## WORK TASK
Transcribe the passage on spider cocoons and parasites from "The young of" to "IN THE EGG.".

## SUPPLIED PASSAGE
--------------------------------------------------
These cocoons of Argiope are made late in the summer, and the young stay in them till the next season. Out of six hundred cocoons collected by Wilder in the spring, less than a quarter were entire, the rest being pierced, or torn in some way, by birds or insects; so that the spiders were saved the trouble of gnawing their way out, as they can if obliged to.
I once noticed a small Theridion gnawing at its soft cocoon, and found that one side had been made in this way much thinner than the rest of the cocoon. I put her, with the cocoon, in a bottle where I could watch her; and she soon commenced biting again, and kept it up the rest of the day. The following night the young came out.
Many spiders remain by their cocoons till the young come out; but other species, making similar ones, go away, or die, and the young get out themselves when they are old enough.
The young of Micaria cut a smooth round hole in their paper-like cocoon, just large enough for them to come out one by one.
PARASITES.
The eggs in the cocoon are very liable to be eaten by parasitic insects. Certain wingless Hymenoptera are always hunting around in the neighborhood of spiders’ nests, and may sometimes be seen trying to stick their ovipositor through a cocoon. If they succeed, their eggs hatch before the spiders, and eat the latter up. Other parasites lay eggs on the backs of young spiders, and the larva lives attached to the outside till it gets nearly as large as the spider itself.
GROWTH IN THE EGG.
--------------------------------------------------
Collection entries
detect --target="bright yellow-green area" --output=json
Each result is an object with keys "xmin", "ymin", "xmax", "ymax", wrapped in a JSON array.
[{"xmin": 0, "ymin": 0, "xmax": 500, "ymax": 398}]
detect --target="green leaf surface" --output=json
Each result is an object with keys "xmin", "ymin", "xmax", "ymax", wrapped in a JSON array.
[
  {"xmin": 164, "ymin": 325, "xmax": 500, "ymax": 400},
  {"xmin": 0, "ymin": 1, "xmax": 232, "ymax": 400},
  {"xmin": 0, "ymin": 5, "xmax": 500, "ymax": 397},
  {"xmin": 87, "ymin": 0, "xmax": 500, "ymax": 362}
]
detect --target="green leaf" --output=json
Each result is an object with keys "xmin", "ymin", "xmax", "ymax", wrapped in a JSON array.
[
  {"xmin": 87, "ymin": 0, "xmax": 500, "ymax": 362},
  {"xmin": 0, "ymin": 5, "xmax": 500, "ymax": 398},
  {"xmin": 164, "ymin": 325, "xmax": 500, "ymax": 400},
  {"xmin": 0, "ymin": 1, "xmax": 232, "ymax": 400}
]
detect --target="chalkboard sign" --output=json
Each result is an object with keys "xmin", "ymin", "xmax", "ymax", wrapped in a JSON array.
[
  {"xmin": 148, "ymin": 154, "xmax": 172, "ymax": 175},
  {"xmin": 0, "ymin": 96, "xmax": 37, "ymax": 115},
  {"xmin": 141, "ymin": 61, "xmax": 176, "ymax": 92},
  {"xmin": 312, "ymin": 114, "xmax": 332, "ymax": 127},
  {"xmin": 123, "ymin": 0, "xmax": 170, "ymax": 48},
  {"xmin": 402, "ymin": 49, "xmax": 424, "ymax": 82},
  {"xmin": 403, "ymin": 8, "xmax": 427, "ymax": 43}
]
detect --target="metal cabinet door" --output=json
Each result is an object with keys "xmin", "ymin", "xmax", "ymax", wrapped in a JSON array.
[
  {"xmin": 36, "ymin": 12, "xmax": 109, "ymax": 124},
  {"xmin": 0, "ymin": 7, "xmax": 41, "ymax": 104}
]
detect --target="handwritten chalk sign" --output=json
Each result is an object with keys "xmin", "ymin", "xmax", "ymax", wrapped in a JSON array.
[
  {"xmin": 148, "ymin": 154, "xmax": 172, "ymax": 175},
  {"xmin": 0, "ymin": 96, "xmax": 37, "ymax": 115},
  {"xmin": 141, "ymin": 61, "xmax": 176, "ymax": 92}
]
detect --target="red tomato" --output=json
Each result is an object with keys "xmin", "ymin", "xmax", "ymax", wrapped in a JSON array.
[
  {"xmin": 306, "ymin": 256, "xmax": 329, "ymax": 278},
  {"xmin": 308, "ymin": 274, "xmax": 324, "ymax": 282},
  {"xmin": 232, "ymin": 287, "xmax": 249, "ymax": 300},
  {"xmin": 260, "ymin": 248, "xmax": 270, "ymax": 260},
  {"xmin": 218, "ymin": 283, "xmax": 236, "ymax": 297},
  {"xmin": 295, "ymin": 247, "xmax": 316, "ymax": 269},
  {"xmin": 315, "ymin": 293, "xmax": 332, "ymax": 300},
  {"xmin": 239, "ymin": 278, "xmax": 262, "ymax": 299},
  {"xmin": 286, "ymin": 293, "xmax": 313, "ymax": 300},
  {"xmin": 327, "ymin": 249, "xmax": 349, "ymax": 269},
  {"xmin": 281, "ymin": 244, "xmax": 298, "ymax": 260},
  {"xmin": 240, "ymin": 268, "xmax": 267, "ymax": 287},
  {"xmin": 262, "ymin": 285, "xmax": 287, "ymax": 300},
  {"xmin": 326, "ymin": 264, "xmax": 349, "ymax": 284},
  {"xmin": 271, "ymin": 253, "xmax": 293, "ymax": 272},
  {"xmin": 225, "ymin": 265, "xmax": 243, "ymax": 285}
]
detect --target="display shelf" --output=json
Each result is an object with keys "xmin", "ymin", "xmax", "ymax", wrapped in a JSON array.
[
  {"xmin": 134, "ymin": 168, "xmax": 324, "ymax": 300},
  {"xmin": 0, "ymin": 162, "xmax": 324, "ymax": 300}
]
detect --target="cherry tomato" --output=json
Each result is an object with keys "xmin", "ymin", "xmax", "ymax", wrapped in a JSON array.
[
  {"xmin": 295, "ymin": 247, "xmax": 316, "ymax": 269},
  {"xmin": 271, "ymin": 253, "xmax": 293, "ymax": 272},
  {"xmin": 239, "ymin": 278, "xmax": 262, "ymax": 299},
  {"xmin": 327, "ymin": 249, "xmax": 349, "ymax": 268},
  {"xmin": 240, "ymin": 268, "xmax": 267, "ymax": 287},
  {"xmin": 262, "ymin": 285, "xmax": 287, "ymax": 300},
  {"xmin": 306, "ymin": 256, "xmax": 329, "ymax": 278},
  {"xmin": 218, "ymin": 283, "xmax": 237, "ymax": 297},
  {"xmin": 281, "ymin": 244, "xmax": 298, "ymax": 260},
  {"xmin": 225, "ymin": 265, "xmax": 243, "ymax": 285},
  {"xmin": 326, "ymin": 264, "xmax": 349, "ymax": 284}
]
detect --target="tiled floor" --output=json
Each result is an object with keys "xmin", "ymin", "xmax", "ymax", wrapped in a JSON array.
--------------------------------------------------
## RESPONSE
The young of Micaria cut a smooth round hole in their paper-like cocoon, just large enough for them to come out one by one.
PARASITES.
The eggs in the cocoon are very liable to be eaten by parasitic insects. Certain wingless Hymenoptera are always hunting around in the neighborhood of spiders’ nests, and may sometimes be seen trying to stick their ovipositor through a cocoon. If they succeed, their eggs hatch before the spiders, and eat the latter up. Other parasites lay eggs on the backs of young spiders, and the larva lives attached to the outside till it gets nearly as large as the spider itself.
GROWTH IN THE EGG.